_Data for the task:_
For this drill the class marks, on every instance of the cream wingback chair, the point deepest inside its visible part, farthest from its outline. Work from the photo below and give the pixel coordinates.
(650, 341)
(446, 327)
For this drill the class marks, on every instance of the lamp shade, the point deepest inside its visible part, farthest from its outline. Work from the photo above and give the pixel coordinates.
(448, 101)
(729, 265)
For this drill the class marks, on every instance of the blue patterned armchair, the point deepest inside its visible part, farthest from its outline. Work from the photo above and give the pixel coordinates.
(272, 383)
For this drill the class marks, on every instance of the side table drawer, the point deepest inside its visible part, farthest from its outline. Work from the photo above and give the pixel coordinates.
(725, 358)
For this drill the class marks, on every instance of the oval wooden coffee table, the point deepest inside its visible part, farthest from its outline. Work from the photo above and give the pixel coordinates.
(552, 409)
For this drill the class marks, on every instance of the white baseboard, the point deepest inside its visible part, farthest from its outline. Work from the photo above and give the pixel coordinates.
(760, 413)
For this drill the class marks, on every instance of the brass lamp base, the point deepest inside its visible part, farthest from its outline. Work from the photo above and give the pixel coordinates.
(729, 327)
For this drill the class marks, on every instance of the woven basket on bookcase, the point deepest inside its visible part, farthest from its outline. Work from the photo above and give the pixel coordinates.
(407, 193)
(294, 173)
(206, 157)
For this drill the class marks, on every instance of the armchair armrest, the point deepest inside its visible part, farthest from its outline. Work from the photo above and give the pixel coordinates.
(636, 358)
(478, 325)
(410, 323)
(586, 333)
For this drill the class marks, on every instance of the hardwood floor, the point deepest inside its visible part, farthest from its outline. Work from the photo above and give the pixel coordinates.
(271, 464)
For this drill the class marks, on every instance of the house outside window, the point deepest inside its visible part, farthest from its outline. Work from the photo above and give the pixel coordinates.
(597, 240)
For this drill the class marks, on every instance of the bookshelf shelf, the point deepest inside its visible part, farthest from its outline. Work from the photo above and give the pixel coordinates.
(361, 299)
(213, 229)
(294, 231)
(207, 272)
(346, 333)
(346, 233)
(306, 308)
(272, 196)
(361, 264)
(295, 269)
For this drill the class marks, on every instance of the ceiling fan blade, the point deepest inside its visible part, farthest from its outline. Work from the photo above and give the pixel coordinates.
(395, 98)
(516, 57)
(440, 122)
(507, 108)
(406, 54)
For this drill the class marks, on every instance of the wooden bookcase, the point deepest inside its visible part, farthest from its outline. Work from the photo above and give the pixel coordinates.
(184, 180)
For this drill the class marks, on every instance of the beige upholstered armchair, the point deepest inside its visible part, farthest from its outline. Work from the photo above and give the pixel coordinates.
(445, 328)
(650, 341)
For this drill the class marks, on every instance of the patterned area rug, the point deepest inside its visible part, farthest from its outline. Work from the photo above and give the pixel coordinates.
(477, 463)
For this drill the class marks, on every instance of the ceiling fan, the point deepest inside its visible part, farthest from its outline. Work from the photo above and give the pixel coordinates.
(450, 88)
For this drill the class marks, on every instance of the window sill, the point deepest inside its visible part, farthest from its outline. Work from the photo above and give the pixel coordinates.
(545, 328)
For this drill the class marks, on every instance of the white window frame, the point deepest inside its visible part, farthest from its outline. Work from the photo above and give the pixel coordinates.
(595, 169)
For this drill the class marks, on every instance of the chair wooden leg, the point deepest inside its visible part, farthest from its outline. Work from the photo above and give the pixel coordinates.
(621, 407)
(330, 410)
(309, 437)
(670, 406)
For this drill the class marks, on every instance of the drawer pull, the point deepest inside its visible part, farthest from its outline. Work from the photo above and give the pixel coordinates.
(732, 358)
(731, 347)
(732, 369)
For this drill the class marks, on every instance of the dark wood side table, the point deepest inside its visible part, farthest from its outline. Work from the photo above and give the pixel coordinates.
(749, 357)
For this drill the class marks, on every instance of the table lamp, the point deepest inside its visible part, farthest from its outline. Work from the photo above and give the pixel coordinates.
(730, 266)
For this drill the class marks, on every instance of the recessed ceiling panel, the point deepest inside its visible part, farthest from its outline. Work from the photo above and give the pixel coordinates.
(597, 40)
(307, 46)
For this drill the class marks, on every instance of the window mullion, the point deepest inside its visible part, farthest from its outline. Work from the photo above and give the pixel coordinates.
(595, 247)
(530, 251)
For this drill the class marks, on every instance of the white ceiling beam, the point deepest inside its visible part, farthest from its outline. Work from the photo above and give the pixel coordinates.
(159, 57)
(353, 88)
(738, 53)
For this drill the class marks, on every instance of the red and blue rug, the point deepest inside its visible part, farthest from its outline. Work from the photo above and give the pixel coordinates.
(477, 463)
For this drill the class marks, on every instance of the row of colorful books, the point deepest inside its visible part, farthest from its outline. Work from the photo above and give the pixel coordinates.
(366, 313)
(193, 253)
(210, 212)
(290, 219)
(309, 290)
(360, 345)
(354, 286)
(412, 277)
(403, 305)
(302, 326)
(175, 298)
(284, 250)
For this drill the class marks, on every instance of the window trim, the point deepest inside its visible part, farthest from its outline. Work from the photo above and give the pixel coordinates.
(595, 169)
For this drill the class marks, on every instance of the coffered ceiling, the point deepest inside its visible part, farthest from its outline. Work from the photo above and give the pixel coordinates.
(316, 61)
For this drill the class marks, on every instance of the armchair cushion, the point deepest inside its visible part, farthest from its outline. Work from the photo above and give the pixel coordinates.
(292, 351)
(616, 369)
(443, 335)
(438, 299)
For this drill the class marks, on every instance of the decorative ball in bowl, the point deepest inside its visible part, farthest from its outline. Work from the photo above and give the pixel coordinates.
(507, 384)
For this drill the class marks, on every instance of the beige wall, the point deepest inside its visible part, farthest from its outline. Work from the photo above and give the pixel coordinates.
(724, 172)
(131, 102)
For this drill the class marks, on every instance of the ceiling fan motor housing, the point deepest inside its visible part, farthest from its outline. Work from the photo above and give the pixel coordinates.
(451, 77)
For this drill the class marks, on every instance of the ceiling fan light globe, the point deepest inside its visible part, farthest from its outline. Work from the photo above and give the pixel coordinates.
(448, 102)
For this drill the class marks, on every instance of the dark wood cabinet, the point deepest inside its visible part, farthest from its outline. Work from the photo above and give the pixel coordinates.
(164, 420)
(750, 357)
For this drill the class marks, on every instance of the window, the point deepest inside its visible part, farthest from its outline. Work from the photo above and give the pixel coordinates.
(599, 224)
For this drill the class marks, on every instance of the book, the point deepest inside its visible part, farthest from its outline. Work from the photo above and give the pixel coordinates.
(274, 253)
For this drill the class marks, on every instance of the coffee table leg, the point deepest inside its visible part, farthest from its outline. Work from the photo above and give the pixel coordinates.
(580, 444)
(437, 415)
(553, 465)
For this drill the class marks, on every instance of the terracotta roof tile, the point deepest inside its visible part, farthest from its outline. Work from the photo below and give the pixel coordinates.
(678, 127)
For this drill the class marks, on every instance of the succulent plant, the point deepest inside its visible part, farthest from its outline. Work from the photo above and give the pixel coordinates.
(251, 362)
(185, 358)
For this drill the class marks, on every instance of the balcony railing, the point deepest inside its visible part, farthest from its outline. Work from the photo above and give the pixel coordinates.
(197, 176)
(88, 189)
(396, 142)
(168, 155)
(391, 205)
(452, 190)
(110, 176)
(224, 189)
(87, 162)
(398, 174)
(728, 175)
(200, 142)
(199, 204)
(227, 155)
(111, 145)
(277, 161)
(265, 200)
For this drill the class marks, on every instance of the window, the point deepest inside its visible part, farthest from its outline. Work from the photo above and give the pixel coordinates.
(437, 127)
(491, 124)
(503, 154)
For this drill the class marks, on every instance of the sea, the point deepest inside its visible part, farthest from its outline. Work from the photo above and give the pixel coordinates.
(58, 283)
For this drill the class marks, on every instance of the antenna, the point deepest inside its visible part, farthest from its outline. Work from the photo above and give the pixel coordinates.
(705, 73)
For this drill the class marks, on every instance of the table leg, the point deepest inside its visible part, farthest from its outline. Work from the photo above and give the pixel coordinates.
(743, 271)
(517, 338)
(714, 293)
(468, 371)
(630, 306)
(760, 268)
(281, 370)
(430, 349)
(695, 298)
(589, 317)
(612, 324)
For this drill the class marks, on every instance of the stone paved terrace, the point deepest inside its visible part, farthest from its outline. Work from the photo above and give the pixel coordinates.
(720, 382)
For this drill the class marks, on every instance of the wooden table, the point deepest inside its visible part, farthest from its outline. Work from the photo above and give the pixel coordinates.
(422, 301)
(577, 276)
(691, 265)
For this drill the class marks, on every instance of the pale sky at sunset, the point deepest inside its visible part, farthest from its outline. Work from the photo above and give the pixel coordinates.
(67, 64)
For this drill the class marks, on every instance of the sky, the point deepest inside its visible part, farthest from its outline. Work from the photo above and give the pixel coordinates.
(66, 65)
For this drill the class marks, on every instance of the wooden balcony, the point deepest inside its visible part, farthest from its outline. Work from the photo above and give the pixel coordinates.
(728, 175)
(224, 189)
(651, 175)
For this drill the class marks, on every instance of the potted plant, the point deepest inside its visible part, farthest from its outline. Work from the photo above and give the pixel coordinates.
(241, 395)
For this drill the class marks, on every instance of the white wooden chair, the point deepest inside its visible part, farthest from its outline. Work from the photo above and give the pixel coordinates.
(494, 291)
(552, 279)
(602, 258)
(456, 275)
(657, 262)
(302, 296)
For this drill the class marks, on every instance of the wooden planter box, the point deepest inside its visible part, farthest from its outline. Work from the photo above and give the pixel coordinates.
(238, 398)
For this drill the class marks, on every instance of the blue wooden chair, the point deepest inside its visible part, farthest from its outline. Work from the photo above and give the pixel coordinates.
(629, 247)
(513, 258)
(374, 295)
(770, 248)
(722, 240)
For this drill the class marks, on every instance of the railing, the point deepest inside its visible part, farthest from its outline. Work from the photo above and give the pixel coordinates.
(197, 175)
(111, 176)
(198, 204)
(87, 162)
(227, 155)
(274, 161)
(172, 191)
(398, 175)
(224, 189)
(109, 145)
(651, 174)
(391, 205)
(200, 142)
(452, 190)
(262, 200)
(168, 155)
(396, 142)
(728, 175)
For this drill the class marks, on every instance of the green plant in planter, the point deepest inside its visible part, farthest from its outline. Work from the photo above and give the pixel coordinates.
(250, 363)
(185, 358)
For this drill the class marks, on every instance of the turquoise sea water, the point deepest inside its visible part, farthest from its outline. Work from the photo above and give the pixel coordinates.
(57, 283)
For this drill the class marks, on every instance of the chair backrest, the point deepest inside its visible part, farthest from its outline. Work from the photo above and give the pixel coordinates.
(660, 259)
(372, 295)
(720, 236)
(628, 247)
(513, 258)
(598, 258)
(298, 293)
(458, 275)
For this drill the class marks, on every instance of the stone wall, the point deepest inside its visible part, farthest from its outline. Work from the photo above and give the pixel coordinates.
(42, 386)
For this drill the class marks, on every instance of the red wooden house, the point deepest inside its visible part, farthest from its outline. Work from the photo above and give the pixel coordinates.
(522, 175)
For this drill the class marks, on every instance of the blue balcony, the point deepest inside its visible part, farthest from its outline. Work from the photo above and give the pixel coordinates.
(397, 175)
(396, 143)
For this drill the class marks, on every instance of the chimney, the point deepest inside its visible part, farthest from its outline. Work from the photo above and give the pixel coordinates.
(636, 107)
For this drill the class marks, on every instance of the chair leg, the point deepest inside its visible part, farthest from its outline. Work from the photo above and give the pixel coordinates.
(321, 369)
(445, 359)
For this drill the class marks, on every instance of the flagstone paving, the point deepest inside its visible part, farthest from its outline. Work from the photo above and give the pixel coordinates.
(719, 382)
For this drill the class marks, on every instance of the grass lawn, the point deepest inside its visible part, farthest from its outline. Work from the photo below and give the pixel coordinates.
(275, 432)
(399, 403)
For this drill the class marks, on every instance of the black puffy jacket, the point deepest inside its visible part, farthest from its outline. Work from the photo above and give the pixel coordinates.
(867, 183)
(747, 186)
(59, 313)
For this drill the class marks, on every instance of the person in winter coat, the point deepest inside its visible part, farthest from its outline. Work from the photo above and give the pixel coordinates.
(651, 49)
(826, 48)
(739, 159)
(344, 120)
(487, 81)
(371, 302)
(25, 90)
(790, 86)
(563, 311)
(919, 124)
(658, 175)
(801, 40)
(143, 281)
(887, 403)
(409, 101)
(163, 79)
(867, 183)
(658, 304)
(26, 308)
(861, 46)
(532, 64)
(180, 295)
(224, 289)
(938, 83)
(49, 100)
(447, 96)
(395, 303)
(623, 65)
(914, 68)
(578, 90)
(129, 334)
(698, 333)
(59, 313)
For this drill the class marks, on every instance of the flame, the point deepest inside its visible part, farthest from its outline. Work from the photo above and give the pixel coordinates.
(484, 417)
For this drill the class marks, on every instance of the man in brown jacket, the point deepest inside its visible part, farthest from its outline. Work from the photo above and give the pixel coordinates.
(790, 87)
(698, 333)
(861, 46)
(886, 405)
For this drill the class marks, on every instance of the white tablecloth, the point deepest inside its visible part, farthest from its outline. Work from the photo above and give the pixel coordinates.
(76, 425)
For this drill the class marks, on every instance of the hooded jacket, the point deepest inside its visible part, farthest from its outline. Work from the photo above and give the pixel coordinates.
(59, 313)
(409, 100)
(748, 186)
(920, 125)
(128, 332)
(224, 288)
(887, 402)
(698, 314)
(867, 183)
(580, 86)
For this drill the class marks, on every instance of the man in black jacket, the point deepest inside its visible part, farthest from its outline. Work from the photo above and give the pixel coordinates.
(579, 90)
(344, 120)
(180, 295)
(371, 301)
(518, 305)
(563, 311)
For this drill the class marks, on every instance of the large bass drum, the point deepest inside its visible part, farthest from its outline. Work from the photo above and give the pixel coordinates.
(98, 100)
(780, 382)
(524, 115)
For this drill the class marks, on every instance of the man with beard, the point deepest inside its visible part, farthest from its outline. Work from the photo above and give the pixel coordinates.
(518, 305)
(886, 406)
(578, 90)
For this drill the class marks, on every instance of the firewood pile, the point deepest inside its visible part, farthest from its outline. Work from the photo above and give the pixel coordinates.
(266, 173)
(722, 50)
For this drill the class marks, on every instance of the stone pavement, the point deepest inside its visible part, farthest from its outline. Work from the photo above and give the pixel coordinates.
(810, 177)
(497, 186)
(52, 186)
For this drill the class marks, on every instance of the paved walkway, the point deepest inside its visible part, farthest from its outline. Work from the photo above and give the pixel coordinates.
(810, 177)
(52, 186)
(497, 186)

_About this task:_ Give back, unchanged, the line that holds "stone pavement, the" along with all lines after it through the last line above.

_Response below:_
For this drill the class marks, on every instance of the stone pavement, the point deepest inside its visible part, farthest from its outline. Work from the photo above and give the pixel coordinates.
(810, 177)
(497, 186)
(52, 186)
For this drill the class marks, on every instance of the paved walkway, the point deepest inside its visible part, farthest from its outline. Work from the photo above and give the pixel coordinates.
(810, 177)
(52, 186)
(497, 186)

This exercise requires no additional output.